— Selection —
☆ ☆ ☆

The temporally averaged SST gradient at the PF (∂T/∂y, Fig. 6b) shows good correspondence with σPF and ocean depth at the front: ∂T/∂y is weak over the regions with large variability of the PF path and greater ocean depth, and vice versa. ∂T/∂y is correlated with both bottom depth and slope; the correlation coefficients are 0.17 and 0.30, respectively. Both exceed the 95% significance level of 0.16. One possible explanation for the relationship is that ∂T/∂y from weekly SST maps is smeared out in places where the front meanders a lot on time scales shorter than 1 week. However, temporal mean ∂T/∂y from the daily AMSR-E maps shows a similar zonal distribution, suggesting that the low ∂T/∂y in regions with high σPF does not result from weekly averaging of the SST maps. The correspondence between σPF and ∂T/∂y may simply result from topographic effects on both the PF and SST gradient.

b. Spatial and temporal variability of the Antarctic PF path

The seasonal mean PF paths (Fig. 4b) do not show consistent spatial variation. The spatial distribution of seasonal variability of the PF location is similar to the spatial variability discussed in section 3a: low seasonal variability occurs in regions where topographic steering is strong, and high seasonal variability occurs over the deep ocean basins where the bottom slope is weak. During summer (January–March), the PF has a more southerly position in most regions except in the eastern Pacific (140°–120°W) and southwest of Australia (110°–145°E). Over the Pacific (170°E–120°W) and eastern Indian (90°–140°E) sectors, the springtime (October–December) PF shifts to the south. The PF tends to move equatorward during winter except in the eastern Indian sector (90°–140°E). However, overall the seasonal variability of the mean PF is relatively small in comparison with the differences in the mean PF paths from different studies (Figs. 4a and 4b).

The temporal variations of the Antarctic PF location (φPF) are shown more clearly in the global spatial distribution of the anomalous φPF (Fig. 4c). Although Fig. 4c shows a regular southward shift of the PF path in spring and summer in the western Pacific region (170°E–160°W), other regions do not show persistent seasonal variations over the study period. Large temporal variations are found in regions (30°W–10°E, 100°–130°E, 170°E–160°W, 120°–110°W) with weak topographic constraints. The location of the PF in the western Pacific region (170°E–160°W) appears to switch rapidly from a northerly position to a southerly position rather than gradually moving from north to south. Although the zonally averaged anomalous PF location (not shown) is small, the anomalies at any particular location can be larger than 5° of latitude.

☆ ☆ ☆

— Exercise requirements —
#1 List each longitude range that the passage on the Antarctic Polar Front names as a region with large temporal variations.
#2 Write out the stretch of the passage on the Antarctic Polar Front from "The temporal variations" through "5° of latitude.".
Answer using only the passage on the Antarctic Polar Front.

☆ ☆ ☆

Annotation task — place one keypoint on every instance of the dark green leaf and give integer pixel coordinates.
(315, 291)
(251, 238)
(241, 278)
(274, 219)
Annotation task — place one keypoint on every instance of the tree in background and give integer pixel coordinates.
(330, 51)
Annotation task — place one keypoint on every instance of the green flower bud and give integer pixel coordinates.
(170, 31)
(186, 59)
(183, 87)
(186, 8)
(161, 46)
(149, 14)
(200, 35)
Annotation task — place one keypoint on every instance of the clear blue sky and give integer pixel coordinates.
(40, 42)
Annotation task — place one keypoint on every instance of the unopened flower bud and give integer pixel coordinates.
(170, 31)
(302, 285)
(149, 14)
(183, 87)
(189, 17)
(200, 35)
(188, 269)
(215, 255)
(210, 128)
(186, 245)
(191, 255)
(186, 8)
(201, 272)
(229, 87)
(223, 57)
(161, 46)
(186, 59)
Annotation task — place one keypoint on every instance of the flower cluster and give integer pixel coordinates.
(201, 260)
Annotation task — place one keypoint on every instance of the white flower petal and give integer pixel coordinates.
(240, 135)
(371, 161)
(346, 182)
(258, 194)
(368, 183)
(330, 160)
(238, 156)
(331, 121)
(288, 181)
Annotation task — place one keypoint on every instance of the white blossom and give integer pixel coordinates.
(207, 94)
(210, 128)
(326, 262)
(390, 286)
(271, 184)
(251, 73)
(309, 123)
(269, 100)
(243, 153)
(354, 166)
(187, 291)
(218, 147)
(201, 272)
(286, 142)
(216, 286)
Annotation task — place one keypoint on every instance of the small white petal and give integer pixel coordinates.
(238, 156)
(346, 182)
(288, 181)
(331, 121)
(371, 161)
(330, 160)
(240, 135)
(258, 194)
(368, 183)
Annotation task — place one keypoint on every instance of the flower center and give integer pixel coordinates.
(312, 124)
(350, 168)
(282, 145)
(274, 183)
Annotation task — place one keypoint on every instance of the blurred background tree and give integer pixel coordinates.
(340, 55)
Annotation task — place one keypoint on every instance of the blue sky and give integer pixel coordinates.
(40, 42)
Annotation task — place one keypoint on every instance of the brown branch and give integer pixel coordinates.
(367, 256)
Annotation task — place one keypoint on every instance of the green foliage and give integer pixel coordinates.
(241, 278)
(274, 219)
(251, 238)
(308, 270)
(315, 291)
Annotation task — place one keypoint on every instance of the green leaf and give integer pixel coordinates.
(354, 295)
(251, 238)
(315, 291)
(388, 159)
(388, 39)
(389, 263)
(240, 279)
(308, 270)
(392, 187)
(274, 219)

☆ ☆ ☆

— Results —
#1
30°W–10°E
100°–130°E
170°E–160°W
120°–110°W

#2
The temporal variations of the Antarctic PF location (φPF) are shown more clearly in the global spatial distribution of the anomalous φPF (Fig. 4c). Although Fig. 4c shows a regular southward shift of the PF path in spring and summer in the western Pacific region (170°E–160°W), other regions do not show persistent seasonal variations over the study period. Large temporal variations are found in regions (30°W–10°E, 100°–130°E, 170°E–160°W, 120°–110°W) with weak topographic constraints. The location of the PF in the western Pacific region (170°E–160°W) appears to switch rapidly from a northerly position to a southerly position rather than gradually moving from north to south. Although the zonally averaged anomalous PF location (not shown) is small, the anomalies at any particular location can be larger than 5° of latitude.